### Esercizio assegnato a
Ricopia dall'intervista a Tormento il passo che va da "Autore: Davide Libralato" a "propria identità artistica?", compresi entrambi.

### Estratto del testo
FACCIA A FACCIA CON LA MUSICA TORMENTO

FACCIA A FACCIA CON LA MUSICA TORMENTO

Autore: Davide Libralato

Caro Massimiliano, tu suoni un Rap che proviene dalla vecchia scuola, sei un vero esponente di uno stile in parte “superato”. È difficile sopravvivere (e vivere) oggi mantenendo alta la propria identità artistica?
Devo dire che l’esperienza fa tanto, nel senso che ci vogliono davvero molti anni per capire come cavarsela e sopravvivere tra le grinfie di quel “mostro” di nome SIAE, anche se ora abbiamo questo sindacato che si chiama Nuovo IMAIE che è un grande aiuto per gli artisti. Essere capaci di capire da dove arrivi l’economia in questo mestiere è sicuramente la cosa più difficile e molto spesso è il primo aspetto dal quale parto quando un ragazzo mi si avvicina e mi dice che vuole fare musica per lavoro, perchè c’è sempre uno spirito artistico fortissimo nel volersi esprimere ma poi è molto importante conoscere anche i contratti che vai a firmare. Sapere di cosa parlano, quali sono tutti i parametri che devono essere al loro posto perchè questo sia corretto anche se di fatto un contratto non sarà mai pienamente a tuo favore, questo purtroppo bisogna dirlo. Da piccolo ho aperto un’etichetta discografica, l’ “Area cronica” e pian piano ci sbatti la faccia e le cose le impari così, letteralmente a mazzate. Infatti ai giovani di questo ne parlo ma a loro il più delle volte non interessa niente. Per avere invece la possibilità di una carriera lunga come dicevi anche tu, magari mantenendo più inalterato possibile il proprio stile si passa anche da queste conoscenze. Cambiano i periodi storici, cambiano le società e la musica di conseguenza. Credo comunque sia giusto che chi ha più esperienza e competenze rimanga maggiormente in gioco nonostante ci si accorga in seguito che il gioco stesso è fatto apposta per sfruttare i ragazzi più giovani e quelli un pò più adulti lasciati invece in disparte, sperando proprio che piano piano spariscano. Io ad esempio, spinto da una voglia troppo forte di esprimermi e contemporaneamente accompagnato dalla mia esperienza… sono fortunatamente ancora qui.
Tra Hip-Hop statunitense, R&B e Soul, le tue origini musicali sono ben note. Oggi però, che dagli esordi con i Sottotono di anni ne sono passati un bel po’, che musica ascolta Tormento?

### Righe

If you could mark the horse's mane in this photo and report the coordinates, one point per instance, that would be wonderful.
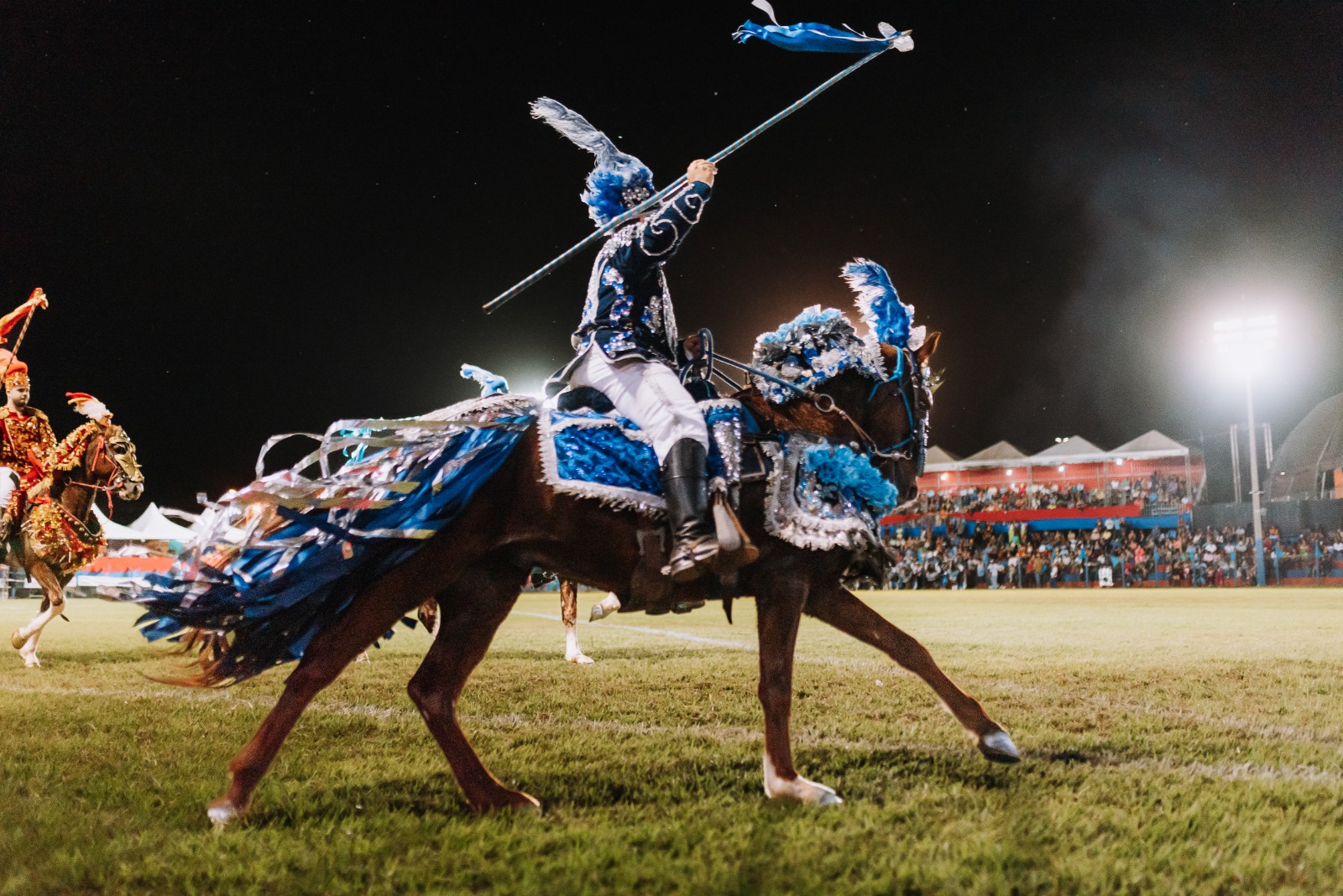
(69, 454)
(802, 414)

==

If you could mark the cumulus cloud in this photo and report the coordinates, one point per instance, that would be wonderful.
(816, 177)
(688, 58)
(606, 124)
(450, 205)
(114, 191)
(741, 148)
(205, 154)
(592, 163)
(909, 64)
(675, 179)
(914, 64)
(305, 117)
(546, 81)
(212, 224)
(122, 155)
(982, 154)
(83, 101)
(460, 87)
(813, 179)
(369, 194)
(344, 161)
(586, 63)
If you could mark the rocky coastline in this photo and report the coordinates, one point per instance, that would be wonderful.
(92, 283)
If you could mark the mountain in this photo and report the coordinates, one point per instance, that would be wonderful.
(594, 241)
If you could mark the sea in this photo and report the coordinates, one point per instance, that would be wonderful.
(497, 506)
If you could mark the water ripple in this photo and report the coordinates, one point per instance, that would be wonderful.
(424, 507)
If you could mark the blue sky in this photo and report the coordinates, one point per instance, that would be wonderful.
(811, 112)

### Esercizio assegnato b
In quante righe dell'elenco compare la parola "cloud"? Scrivi solo il numero.

### Risultato a
Autore: Davide Libralato

Caro Massimiliano, tu suoni un Rap che proviene dalla vecchia scuola, sei un vero esponente di uno stile in parte “superato”. È difficile sopravvivere (e vivere) oggi mantenendo alta la propria identità artistica?

### Risultato b
1